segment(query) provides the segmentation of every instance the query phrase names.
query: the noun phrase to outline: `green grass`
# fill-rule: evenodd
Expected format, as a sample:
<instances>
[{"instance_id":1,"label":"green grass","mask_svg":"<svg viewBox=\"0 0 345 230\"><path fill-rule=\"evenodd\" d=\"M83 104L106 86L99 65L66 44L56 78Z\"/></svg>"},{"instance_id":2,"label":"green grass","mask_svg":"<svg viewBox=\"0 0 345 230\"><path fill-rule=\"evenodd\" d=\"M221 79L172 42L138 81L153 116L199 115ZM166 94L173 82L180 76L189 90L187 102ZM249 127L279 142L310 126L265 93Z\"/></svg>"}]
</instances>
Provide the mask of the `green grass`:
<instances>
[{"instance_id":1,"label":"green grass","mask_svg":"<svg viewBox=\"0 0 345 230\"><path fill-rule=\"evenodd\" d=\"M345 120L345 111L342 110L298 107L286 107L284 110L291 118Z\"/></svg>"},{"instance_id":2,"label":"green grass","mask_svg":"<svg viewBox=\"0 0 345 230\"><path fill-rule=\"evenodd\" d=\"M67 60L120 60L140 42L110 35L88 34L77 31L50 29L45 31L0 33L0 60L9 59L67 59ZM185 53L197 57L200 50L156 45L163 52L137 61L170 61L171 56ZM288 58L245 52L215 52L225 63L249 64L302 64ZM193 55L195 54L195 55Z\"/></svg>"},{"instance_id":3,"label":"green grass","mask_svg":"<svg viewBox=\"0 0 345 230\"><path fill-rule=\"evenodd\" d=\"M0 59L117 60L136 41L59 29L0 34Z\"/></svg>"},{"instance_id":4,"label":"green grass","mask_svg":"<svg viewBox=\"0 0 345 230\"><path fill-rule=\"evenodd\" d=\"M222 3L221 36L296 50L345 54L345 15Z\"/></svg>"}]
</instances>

==

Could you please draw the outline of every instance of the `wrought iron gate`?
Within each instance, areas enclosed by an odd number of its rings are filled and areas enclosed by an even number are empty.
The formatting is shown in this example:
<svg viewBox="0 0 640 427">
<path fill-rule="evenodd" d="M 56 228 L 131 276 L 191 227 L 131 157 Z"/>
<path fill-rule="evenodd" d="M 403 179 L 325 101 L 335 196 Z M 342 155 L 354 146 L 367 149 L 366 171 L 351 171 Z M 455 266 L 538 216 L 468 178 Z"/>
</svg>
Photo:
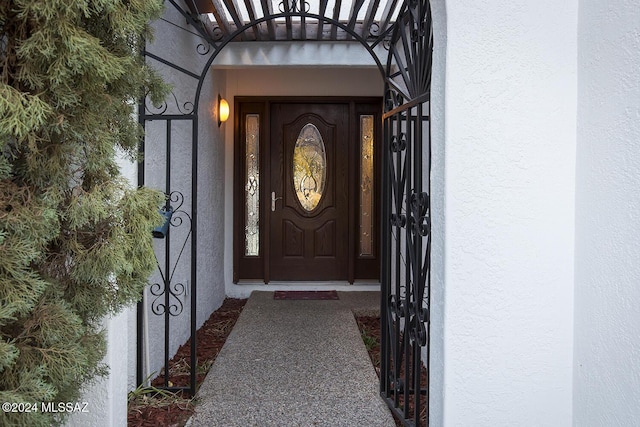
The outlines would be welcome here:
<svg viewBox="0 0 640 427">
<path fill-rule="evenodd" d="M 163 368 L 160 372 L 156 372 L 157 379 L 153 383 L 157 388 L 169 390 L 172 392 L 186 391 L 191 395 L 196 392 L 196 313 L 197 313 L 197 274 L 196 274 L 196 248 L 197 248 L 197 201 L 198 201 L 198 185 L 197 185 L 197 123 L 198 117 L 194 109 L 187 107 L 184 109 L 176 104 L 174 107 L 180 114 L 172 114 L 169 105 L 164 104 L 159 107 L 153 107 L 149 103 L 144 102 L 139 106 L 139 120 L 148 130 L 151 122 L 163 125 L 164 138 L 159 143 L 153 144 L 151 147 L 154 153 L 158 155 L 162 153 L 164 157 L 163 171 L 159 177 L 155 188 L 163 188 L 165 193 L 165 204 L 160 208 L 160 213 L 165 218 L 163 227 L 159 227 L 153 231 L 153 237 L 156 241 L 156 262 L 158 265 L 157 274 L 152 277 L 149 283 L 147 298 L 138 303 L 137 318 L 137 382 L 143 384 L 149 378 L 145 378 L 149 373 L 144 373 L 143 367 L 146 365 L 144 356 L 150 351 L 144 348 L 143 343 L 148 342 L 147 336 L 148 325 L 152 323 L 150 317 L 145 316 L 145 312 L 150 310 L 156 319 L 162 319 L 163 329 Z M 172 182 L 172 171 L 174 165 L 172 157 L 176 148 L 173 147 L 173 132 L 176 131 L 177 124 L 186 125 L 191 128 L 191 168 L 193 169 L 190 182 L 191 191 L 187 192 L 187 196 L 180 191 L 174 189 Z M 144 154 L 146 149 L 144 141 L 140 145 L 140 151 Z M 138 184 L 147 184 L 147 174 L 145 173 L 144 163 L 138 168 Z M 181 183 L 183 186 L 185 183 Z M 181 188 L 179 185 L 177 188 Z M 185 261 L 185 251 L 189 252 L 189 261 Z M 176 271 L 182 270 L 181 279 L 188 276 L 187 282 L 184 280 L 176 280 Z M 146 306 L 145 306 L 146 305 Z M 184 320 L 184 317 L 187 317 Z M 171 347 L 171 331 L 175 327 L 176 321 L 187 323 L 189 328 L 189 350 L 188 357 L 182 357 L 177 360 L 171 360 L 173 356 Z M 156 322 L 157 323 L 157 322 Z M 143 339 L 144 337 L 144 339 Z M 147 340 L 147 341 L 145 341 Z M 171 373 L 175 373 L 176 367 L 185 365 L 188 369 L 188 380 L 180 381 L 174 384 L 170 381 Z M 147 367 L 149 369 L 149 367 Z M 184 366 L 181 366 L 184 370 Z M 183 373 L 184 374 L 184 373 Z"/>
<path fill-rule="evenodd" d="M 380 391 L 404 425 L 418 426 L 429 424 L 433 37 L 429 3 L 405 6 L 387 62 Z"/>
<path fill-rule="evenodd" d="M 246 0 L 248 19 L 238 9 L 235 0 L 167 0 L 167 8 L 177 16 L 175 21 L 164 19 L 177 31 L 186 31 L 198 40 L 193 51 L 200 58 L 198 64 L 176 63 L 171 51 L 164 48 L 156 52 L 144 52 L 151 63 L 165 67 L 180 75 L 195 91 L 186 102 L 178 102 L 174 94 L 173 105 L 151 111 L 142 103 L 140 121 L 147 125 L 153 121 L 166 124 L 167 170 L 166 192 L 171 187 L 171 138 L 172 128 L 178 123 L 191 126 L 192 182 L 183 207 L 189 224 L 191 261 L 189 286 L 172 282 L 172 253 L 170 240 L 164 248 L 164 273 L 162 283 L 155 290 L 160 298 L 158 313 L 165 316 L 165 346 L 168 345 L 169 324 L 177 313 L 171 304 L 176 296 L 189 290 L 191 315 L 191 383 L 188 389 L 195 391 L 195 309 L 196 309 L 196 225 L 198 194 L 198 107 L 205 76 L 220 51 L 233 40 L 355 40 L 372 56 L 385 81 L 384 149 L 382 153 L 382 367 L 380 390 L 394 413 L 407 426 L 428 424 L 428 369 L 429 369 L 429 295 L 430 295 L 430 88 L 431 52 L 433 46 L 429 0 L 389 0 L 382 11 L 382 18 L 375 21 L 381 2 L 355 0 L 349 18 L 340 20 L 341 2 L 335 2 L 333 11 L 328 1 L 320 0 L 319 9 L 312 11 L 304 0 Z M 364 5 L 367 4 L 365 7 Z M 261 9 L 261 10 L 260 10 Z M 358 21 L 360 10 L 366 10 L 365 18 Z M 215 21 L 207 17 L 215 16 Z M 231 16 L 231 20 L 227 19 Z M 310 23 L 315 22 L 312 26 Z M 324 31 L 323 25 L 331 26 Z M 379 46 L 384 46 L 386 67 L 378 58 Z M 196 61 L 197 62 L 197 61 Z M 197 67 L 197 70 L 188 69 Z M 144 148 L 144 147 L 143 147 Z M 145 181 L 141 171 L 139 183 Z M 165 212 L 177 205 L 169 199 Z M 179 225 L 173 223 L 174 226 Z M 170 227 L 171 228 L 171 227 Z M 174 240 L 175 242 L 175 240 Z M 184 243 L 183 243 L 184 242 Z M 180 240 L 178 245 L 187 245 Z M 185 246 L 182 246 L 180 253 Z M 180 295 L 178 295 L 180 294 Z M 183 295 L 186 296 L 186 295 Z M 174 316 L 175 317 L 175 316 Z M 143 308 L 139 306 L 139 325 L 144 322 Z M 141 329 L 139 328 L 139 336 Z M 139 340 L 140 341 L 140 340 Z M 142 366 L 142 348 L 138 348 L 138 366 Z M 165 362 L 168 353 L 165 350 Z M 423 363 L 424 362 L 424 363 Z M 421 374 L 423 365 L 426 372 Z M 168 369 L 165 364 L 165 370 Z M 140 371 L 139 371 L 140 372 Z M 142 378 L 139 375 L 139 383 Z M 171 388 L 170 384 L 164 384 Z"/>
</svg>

* * *

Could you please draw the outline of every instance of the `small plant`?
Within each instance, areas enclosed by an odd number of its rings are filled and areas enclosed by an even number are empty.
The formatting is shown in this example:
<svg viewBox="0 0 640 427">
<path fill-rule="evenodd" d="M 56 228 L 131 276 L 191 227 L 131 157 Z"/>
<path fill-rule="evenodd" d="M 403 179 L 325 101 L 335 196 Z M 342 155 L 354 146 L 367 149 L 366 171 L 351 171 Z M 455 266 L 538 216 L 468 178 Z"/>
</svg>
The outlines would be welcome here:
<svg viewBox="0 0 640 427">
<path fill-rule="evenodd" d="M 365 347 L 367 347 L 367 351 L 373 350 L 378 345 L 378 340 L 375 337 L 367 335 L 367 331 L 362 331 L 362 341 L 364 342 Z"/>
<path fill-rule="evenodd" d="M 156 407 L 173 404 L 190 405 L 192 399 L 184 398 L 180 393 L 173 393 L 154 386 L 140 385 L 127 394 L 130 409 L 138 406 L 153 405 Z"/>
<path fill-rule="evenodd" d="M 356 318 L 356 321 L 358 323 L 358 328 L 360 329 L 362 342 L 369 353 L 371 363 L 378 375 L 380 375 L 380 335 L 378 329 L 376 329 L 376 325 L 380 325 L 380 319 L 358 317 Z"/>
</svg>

• Assigned task:
What is the number of lines in the records that include the word "every"? Answer with that number only.

• Answer box:
3